Data records:
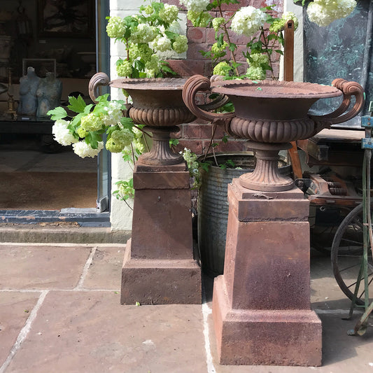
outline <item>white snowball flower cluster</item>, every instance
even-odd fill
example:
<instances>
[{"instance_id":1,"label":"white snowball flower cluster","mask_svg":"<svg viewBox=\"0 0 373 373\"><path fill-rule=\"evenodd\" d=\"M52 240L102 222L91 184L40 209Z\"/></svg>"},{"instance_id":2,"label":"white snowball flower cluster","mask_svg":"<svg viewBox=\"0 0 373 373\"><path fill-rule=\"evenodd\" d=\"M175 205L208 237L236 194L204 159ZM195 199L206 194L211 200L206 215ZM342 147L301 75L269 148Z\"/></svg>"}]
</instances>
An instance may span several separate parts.
<instances>
[{"instance_id":1,"label":"white snowball flower cluster","mask_svg":"<svg viewBox=\"0 0 373 373\"><path fill-rule=\"evenodd\" d=\"M148 78L156 76L160 71L161 62L157 55L153 55L149 61L145 64L145 73Z\"/></svg>"},{"instance_id":2,"label":"white snowball flower cluster","mask_svg":"<svg viewBox=\"0 0 373 373\"><path fill-rule=\"evenodd\" d=\"M210 3L210 0L181 0L180 2L192 12L202 12Z\"/></svg>"},{"instance_id":3,"label":"white snowball flower cluster","mask_svg":"<svg viewBox=\"0 0 373 373\"><path fill-rule=\"evenodd\" d=\"M67 120L59 119L55 122L52 127L52 133L54 135L55 140L64 146L71 145L78 141L78 139L67 128L69 123L70 122Z\"/></svg>"},{"instance_id":4,"label":"white snowball flower cluster","mask_svg":"<svg viewBox=\"0 0 373 373\"><path fill-rule=\"evenodd\" d=\"M356 6L355 0L314 0L307 8L311 22L325 27L339 18L347 17Z\"/></svg>"},{"instance_id":5,"label":"white snowball flower cluster","mask_svg":"<svg viewBox=\"0 0 373 373\"><path fill-rule=\"evenodd\" d=\"M111 17L106 26L106 32L109 38L122 38L126 28L126 24L120 17Z\"/></svg>"},{"instance_id":6,"label":"white snowball flower cluster","mask_svg":"<svg viewBox=\"0 0 373 373\"><path fill-rule=\"evenodd\" d=\"M238 35L253 36L264 26L267 15L260 9L249 6L238 10L232 20L231 28Z\"/></svg>"},{"instance_id":7,"label":"white snowball flower cluster","mask_svg":"<svg viewBox=\"0 0 373 373\"><path fill-rule=\"evenodd\" d=\"M164 4L164 7L160 10L160 17L167 23L172 23L178 17L178 9L174 5Z\"/></svg>"},{"instance_id":8,"label":"white snowball flower cluster","mask_svg":"<svg viewBox=\"0 0 373 373\"><path fill-rule=\"evenodd\" d=\"M146 23L140 23L136 29L131 34L132 43L149 43L154 40L157 32L155 28Z\"/></svg>"},{"instance_id":9,"label":"white snowball flower cluster","mask_svg":"<svg viewBox=\"0 0 373 373\"><path fill-rule=\"evenodd\" d=\"M166 52L171 48L171 40L166 36L157 36L152 43L152 47L157 51Z\"/></svg>"},{"instance_id":10,"label":"white snowball flower cluster","mask_svg":"<svg viewBox=\"0 0 373 373\"><path fill-rule=\"evenodd\" d=\"M94 149L85 141L78 141L73 144L73 149L75 154L79 155L81 158L85 158L85 157L94 158L102 149L104 149L104 142L99 141L97 148Z\"/></svg>"},{"instance_id":11,"label":"white snowball flower cluster","mask_svg":"<svg viewBox=\"0 0 373 373\"><path fill-rule=\"evenodd\" d=\"M123 113L122 112L122 105L116 101L111 101L108 106L105 107L107 113L101 118L105 126L115 126L123 118Z\"/></svg>"}]
</instances>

Aim:
Reproduce the entries above verbatim, from their beginning up to and including the line containing "An instance may span several separate parts.". Omit the pictures.

The answer:
outline <item>white snowball flower cluster</item>, every instance
even-odd fill
example:
<instances>
[{"instance_id":1,"label":"white snowball flower cluster","mask_svg":"<svg viewBox=\"0 0 373 373\"><path fill-rule=\"evenodd\" d=\"M52 240L102 222L91 184L40 209Z\"/></svg>"},{"instance_id":2,"label":"white snowball flower cluster","mask_svg":"<svg viewBox=\"0 0 373 373\"><path fill-rule=\"evenodd\" d=\"M175 205L208 237L236 194L204 159ZM195 199L206 194L211 200L206 215ZM342 147L301 75L269 148Z\"/></svg>"}]
</instances>
An instance may span several separate parts.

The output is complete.